● **WHAT YOU WILL DO**
- a) Answer these questions about the passage on weed control in pulse crops, one line each: (i) What herbicide group is Authority in? (ii) Which weed do neither Authority nor Edge act on? (iii) Which university's research is cited?
- b) Write a further paragraph that carries on the passage on weed control in pulse crops from its final sentence.

● **TEXT FOR ANALYSIS**
○ ○ ○ ○ ○
Pulse growers have options to address Group 2 resistant kochia, and to some degree Group 2 resistant cleavers. While applied to the soil prior seeding, Authority (Group 14) and Edge (Group 3) each have activity on kochia (control) and cleavers (suppression), but unfortunately neither have activity on wild mustard. The control of Group 2 resistant wild mustard in lentil must revert back to the use of metribuzin (Sencor, Tricor – Group 5), in peas and beans to bentazon (Basagran, Viper ADV – Group 6), or the Group 4 products like MCPA Amine, or MCPB+MCPA (Tropotox, etc.) in peas.

Research from the University of Saskatchewan has shown that using soil residual products in combination with in crop herbicides provides improved weed control, especially with herbicide resistant weeds. The weeds may not be controlled fully by either application, but the soil active products set the weeds back and are smaller which makes the in crop application more effective.
○ ○ ○ ○ ○
● **DATA FOR ANALYSIS**
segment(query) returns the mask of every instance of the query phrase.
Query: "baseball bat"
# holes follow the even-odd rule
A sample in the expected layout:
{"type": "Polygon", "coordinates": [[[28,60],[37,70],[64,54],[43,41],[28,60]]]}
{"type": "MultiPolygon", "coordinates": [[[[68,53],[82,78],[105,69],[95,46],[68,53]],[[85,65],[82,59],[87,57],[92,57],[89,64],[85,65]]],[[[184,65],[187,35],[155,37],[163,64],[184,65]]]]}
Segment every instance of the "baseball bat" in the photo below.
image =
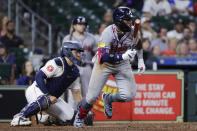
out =
{"type": "Polygon", "coordinates": [[[137,38],[137,34],[138,34],[138,30],[139,30],[139,26],[140,26],[140,19],[136,19],[135,23],[134,23],[134,31],[133,31],[133,46],[136,44],[136,38],[137,38]]]}

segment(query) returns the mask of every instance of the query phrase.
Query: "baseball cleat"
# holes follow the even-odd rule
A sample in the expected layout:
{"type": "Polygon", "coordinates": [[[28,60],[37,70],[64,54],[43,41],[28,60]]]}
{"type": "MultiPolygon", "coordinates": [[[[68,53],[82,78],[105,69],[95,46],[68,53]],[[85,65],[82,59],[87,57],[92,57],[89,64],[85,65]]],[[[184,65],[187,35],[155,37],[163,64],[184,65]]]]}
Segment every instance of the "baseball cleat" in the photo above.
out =
{"type": "Polygon", "coordinates": [[[11,126],[29,126],[31,121],[21,114],[16,114],[10,124],[11,126]]]}
{"type": "Polygon", "coordinates": [[[112,107],[112,102],[110,102],[109,99],[108,99],[109,95],[110,95],[109,93],[103,93],[102,94],[102,100],[104,102],[104,113],[105,113],[105,116],[108,119],[111,119],[112,118],[112,114],[113,114],[113,107],[112,107]]]}
{"type": "Polygon", "coordinates": [[[76,128],[80,128],[83,127],[83,125],[84,125],[84,118],[79,118],[79,110],[78,110],[77,114],[75,115],[73,126],[76,128]]]}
○ ○ ○ ○ ○
● **ANSWERS BELOW**
- a)
(i) Group 14
(ii) Wild mustard
(iii) The University of Saskatchewan

- b)
The evolution of glyphosate resistant kochia on the prairies now means mixing glyphosate with additional herbicides to manage weed growth present before seeding. Because all kochia, including glyphosate resistant kochia, is also resistant to Group 2 herbicides, the addition of Group 2 herbicides such as in PrePass or mixes with Express SG/Pro provide no benefit over glyphosate on its own. This leaves only the Group 14 herbicides carfentrazone (Aim, CleanStart, Authority Charge), Heat or Valtera are the only practical options for use prior to seeding pulse crops. Carfentrazone is degraded rapidly, leaving no residual the day following application for ultimate cropping flexibility, but both Heat and Valtera have some residual activity. At the high rate used in chickpea and pea, Heat can provide residual weed control for a few days, but not at the low rates used prior to lentil and soybean. Valtera (flumioxazin) is only for use prior to seeding soybean and pea. Even though the pea use for Valtera only indicates control of kochia, application rates are the same as soybean, which has a more expansive weed control list.

A wise scientist once told me herbicide resistant weeds can never be addressed through the use of more herbicide, likely because those weeds that have already developed resistance to one herbicide are already primed to develop resistance to the next herbicide in line.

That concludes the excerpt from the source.